◆ Tâches écrites ◆
[A] Répondez à ces questions d'après l'entretien sur le rôle du speaker :
(i) À qui l'invitée a-t-elle adressé un rappel à l'ordre vendredi ?
(ii) Quels sont ses deux outils de travail ?
(iii) Pendant combien d'années a-t-elle été parlementaire ?
[B] Dénombrez les lignes des enregistrements qui contiennent le mot « fingers ». Donnez uniquement ce nombre.

◆ Extrait fourni ◆
Notre invitée cette semaine se livre sur son rôle au Parlement, dont son «ruling» et son rappel à l'ordre, vendredi, au Vice-Premier ministre, Paul Bérenger, pour les propos «déplacés» de ce dernier le 7 février envers le leader de l'opposition, Joe Lesjongard.

Il y a beaucoup de questions sur les fonctions du speaker. Quel est son rôle justement ?

C'est plus complexe que ce que beaucoup pourraient penser. Mes deux outils de travail sont la Constitution de la République de Maurice et les Standing Orders and Rules of The National Assembly. Quand les gens nous regardent en direct, ils croient que mon rôle se cantonne à l'assemblée et au débat dans l'hémicycle. C'est un des rôles les plus importants mais derrière, il y a énormément de travail qui se fera, je l'espère bientôt, dans des comités spécialisés. Il y a aussi une partie internationale dans notre travail et nous sommes en lien avec ces autres grandes démocraties et, bien sûr, avec le House of Commons, dont j'ai un peu d’expérience ayant été parlementaire pendant 15 ans à l'époque de sir Harilal Vaghjee. Malgré tout ça, nous sommes tous en apprentissage même si certains connaissent mieux les standing orders. Nous apprenons tous comment remettre cet hémicycle dans le statut qu'il mérite car le problème, c'est qu’à mon arrivée, il y avait beaucoup d'attentes. Mo la pou met lord. Mo pa la pou fer sourir ar zot ou kontan zot. Je vais fonctionner d'après les lois et avec une approche différente de ce que les parlementaires ont vécu dernièrement.

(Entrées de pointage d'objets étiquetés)
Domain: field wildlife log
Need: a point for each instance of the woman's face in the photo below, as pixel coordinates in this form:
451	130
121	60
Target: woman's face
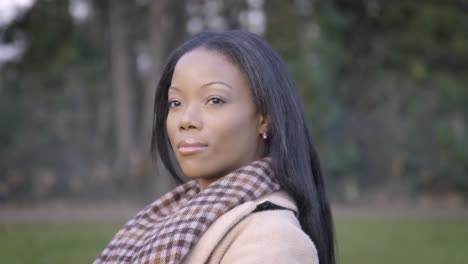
213	125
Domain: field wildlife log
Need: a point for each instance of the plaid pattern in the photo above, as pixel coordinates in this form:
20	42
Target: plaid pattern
166	230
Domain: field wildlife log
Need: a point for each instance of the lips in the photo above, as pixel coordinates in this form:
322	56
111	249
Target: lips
190	147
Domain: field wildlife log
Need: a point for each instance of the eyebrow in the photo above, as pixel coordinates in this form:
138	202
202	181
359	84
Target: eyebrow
217	82
205	85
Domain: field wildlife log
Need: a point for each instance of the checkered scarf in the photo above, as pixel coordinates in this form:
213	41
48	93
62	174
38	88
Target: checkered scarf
166	230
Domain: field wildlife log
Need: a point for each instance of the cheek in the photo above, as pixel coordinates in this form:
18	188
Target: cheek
170	128
237	133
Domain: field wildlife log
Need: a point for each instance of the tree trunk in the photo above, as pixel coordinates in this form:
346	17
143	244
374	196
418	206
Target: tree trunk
122	83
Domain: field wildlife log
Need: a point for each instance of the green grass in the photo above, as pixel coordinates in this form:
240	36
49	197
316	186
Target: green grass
359	241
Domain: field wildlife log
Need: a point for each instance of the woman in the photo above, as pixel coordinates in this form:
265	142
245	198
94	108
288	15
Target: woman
227	114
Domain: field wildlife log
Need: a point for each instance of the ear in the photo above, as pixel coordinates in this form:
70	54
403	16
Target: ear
263	123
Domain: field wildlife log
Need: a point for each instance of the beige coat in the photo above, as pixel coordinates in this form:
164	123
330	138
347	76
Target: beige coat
242	237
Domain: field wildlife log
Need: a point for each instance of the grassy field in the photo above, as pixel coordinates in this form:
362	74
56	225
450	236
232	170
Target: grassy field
359	241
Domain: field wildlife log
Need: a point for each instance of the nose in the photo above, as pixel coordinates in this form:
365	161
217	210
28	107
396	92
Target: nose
190	118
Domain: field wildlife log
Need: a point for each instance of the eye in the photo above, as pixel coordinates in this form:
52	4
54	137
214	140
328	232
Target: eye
215	100
173	103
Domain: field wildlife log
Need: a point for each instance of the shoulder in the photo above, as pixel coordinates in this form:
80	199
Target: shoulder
273	236
268	236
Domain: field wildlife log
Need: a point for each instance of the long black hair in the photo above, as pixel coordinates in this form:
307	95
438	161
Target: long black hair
294	159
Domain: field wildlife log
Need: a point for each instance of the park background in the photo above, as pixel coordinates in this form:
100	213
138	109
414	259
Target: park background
384	85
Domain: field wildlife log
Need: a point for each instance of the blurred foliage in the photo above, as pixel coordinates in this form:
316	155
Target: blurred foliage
384	87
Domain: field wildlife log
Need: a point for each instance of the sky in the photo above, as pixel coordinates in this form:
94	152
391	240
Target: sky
8	10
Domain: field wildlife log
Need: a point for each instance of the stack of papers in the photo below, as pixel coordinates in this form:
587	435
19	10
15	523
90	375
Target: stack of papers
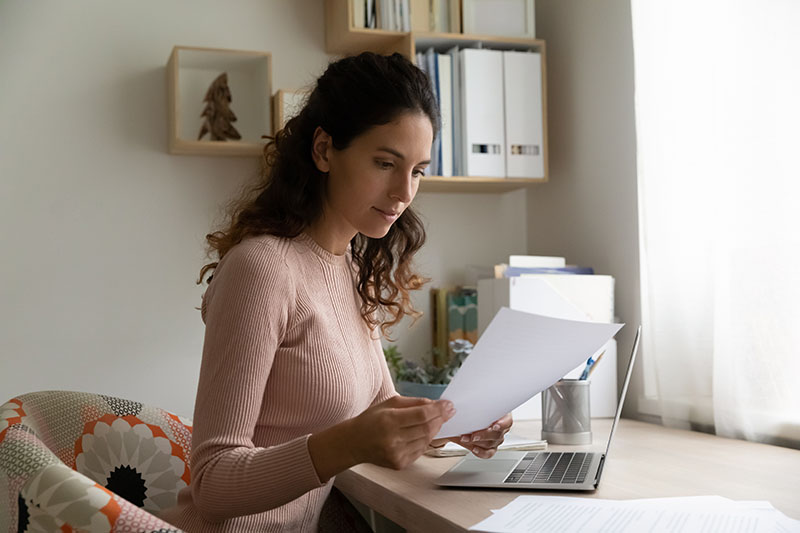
698	513
511	442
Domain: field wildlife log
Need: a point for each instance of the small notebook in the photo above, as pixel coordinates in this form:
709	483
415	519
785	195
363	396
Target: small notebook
511	442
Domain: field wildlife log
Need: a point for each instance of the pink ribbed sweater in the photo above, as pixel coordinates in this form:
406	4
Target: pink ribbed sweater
286	354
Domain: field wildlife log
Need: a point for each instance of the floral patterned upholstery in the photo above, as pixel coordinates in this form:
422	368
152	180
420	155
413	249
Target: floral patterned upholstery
74	461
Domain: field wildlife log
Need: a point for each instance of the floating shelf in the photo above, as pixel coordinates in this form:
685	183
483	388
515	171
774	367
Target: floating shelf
475	184
342	37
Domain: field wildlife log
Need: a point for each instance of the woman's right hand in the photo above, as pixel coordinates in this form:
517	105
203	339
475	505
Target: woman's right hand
396	432
391	434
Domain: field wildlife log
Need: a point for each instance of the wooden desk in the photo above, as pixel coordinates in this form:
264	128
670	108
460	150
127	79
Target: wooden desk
645	461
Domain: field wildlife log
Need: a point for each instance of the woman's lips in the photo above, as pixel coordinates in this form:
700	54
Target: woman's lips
391	216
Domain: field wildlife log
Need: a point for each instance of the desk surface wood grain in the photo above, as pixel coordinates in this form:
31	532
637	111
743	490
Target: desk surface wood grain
645	461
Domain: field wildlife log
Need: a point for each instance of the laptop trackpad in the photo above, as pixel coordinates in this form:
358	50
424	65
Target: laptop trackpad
482	471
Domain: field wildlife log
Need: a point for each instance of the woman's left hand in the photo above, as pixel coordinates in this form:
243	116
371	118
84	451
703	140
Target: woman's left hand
484	443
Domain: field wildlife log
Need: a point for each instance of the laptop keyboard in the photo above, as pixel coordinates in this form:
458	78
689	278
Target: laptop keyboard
551	467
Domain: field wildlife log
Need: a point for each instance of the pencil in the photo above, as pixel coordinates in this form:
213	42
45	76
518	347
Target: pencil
595	363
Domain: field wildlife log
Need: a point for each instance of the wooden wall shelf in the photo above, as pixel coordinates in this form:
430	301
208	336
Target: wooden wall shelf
190	71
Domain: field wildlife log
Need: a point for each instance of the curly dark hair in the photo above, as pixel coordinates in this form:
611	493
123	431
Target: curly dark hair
353	95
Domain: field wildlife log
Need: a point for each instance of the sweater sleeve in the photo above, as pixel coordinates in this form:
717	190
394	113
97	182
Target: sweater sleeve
387	389
246	314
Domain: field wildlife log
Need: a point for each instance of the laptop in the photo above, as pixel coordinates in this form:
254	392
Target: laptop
543	470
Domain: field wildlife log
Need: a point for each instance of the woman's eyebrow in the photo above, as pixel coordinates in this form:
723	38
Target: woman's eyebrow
399	155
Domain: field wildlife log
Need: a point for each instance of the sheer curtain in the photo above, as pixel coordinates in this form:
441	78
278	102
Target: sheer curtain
718	137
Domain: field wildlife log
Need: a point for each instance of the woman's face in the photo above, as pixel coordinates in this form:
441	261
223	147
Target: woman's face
372	181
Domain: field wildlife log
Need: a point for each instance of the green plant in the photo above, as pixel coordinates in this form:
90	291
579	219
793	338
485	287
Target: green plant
428	373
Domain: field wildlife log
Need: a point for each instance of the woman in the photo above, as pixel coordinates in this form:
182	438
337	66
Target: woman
293	385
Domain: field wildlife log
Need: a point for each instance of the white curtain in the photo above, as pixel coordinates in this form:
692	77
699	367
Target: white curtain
717	86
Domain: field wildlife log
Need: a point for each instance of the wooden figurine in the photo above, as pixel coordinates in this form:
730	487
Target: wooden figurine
218	115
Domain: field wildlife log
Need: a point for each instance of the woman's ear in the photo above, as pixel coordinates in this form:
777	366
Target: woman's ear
321	146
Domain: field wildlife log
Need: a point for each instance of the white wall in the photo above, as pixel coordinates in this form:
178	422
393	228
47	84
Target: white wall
102	231
588	210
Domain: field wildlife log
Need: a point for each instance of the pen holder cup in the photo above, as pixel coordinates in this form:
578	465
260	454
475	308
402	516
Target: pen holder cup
565	413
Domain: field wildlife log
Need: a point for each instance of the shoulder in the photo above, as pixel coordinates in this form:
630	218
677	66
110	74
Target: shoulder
262	261
255	271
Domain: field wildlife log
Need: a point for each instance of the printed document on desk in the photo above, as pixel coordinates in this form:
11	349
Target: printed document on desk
517	356
531	514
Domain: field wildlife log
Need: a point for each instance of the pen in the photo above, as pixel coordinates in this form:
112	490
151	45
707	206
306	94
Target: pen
595	363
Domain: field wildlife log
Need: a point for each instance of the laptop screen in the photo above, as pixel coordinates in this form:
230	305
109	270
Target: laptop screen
624	387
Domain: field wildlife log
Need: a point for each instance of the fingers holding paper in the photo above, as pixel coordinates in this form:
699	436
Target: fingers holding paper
484	443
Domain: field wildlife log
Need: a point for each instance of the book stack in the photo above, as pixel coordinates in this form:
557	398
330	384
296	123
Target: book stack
404	15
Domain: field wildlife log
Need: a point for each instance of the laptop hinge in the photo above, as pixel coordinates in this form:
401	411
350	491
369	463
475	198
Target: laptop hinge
600	470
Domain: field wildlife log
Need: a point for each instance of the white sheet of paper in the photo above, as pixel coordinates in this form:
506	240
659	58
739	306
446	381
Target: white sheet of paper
519	355
531	514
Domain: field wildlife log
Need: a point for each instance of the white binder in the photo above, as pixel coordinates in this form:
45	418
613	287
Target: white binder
524	152
444	71
482	112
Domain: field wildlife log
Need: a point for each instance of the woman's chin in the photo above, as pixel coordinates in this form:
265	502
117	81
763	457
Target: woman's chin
376	232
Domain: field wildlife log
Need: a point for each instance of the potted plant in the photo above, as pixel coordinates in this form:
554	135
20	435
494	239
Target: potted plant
427	380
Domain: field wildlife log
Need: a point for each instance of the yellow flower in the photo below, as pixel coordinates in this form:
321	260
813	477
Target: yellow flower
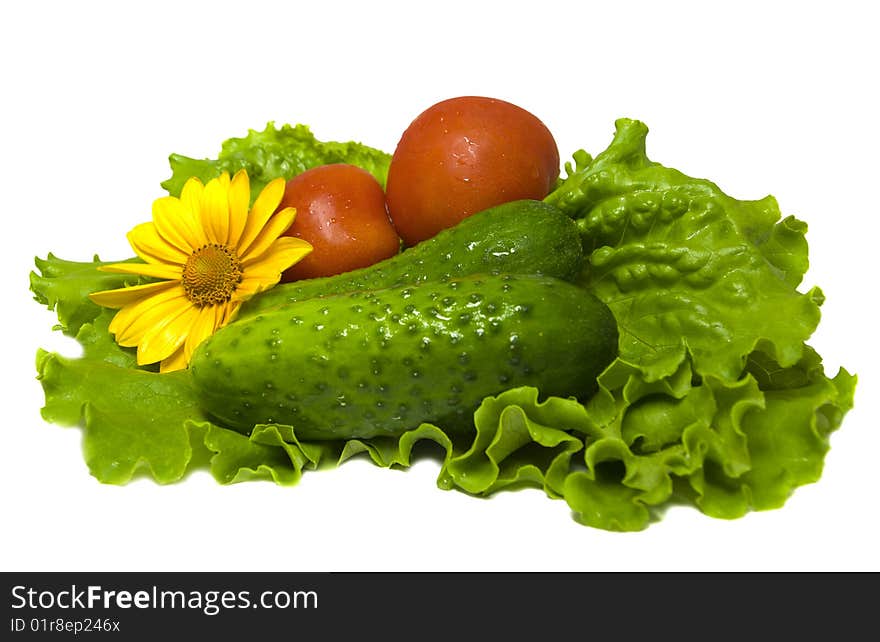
212	254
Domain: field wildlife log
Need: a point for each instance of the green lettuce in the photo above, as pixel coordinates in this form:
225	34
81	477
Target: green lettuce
274	153
716	399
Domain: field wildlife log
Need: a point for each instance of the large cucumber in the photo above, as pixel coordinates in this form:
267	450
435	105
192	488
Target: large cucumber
526	237
380	362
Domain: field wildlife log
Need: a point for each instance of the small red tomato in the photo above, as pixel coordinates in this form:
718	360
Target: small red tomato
464	155
341	211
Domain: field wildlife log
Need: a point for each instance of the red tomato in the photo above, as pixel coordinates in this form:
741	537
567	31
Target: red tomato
464	155
341	211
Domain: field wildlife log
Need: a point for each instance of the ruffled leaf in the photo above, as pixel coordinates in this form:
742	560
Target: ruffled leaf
275	153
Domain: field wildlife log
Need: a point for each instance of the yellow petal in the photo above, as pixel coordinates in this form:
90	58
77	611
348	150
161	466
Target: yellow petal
176	361
282	253
161	340
191	199
274	228
174	224
156	270
265	205
149	245
133	321
127	296
239	200
215	210
265	272
204	326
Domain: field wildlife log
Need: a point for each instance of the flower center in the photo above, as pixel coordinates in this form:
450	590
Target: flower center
211	275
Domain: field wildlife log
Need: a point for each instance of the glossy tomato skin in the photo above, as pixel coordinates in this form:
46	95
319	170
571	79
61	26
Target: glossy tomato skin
463	155
341	211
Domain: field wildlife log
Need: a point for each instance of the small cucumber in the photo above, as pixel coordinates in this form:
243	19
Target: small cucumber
525	237
380	362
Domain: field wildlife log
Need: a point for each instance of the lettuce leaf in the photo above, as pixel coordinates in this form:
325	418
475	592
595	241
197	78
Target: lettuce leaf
716	399
274	153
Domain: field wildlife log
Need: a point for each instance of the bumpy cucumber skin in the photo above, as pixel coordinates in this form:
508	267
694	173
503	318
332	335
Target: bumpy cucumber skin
381	362
520	237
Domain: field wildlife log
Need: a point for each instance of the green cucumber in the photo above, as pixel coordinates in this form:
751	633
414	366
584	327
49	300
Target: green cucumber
525	237
380	362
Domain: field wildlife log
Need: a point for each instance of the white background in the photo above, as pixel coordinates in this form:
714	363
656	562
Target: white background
763	98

◆ Réponses par tâche ◆
[A]
(i) Au Vice-Premier ministre, Paul Bérenger.
(ii) La Constitution de la République de Maurice et les Standing Orders and Rules of The National Assembly.
(iii) Pendant 15 ans.

[B] 2